*Document extract*.
○ ○ ○ ○ ○

Tears of pride in LA,

Last week I was in Los Angeles for Jusoor’s third annual conference, where  the birth of Jusoor Alumni Association was announced by one of the first Jusoor students in the US.
This announcement brought tears to people’s eyes and I will try to elaborate on this in few sentences to show how significant and meaningful those tears are.
two years ago, 14 Syrian Students, were able to come to this great country to continue their education due to the generous donations of Syrians, Arabs and Americans whom they have never met and of course the incredibly generous scholarships offered by the Illinois Institute of Technology.
Today, a little more than two years later, this group of 14 students, which later became a group of 39, have started their own scholarship program to give back to their communities and continue the cycle of good and expand it further. This scholarship will be single handedly funding one new Syrian student every year from now on, to continue their education in the U.S.
Back to Jusoor’s 3rd annual conference in UCLA, the tears in people’s eyes were the most touching thing I have came across in weeks. The donations given two years ago by those same people have been sustained and are now the spark that will start a, hopefully never ending, cycle of giving back and supporting education and therefore a brighter future for our country.
Knowing it or not, those donors have contributed, slightly but willingly, to build a better Syria. And to those, and to everyone who have believed in education for a better future, I thank you and promise, on behalf of all Syrian students, to bring tears of pride more often to you eyes. So bare with us.

Majed Abdulsamad
B.S Architecture candidate 16′
Illinois Institute of Technology


Jusoor, Hope and Gerald Doyle!

○ ○ ○ ○ ○

*Task description*.
For each statement, say yes or no to whether it agrees with the post about the Jusoor conference, and quote the deciding words from the post.
1. The first group of 14 students later grew to 39.
2. The new scholarship will fund two Syrian students each year.
3. The conference in Los Angeles was Jusoor's first annual conference.
Rely only on the post about the Jusoor conference, not on anything you know from elsewhere.

*Data segment*.
○ ○ ○ ○ ○

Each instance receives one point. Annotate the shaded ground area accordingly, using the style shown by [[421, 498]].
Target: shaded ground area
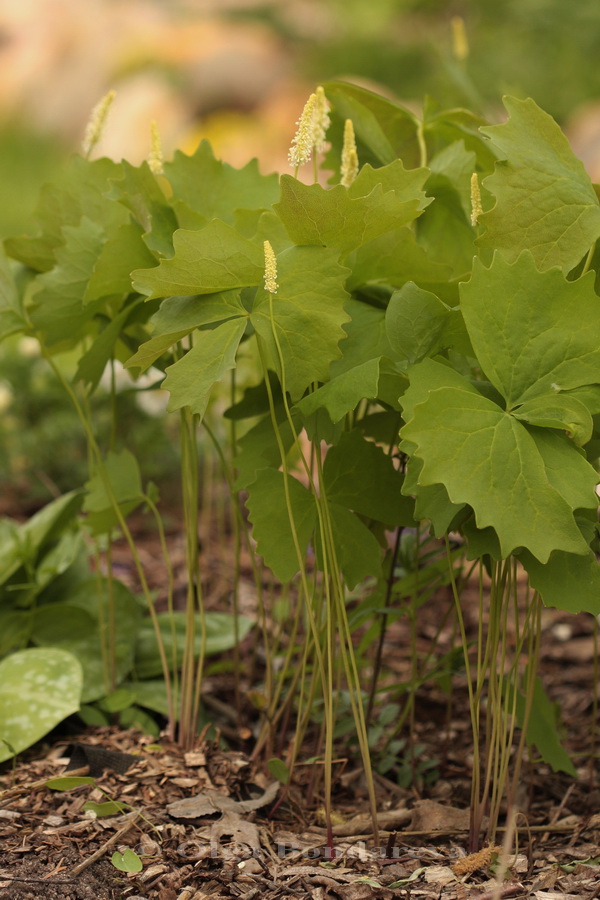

○ ○ ○ ○ ○

*Exercise answer*.
1. Yes: "this group of 14 students, which later became a group of 39"
2. No: "single handedly funding one new Syrian student every year"
3. No: "Jusoor’s third annual conference"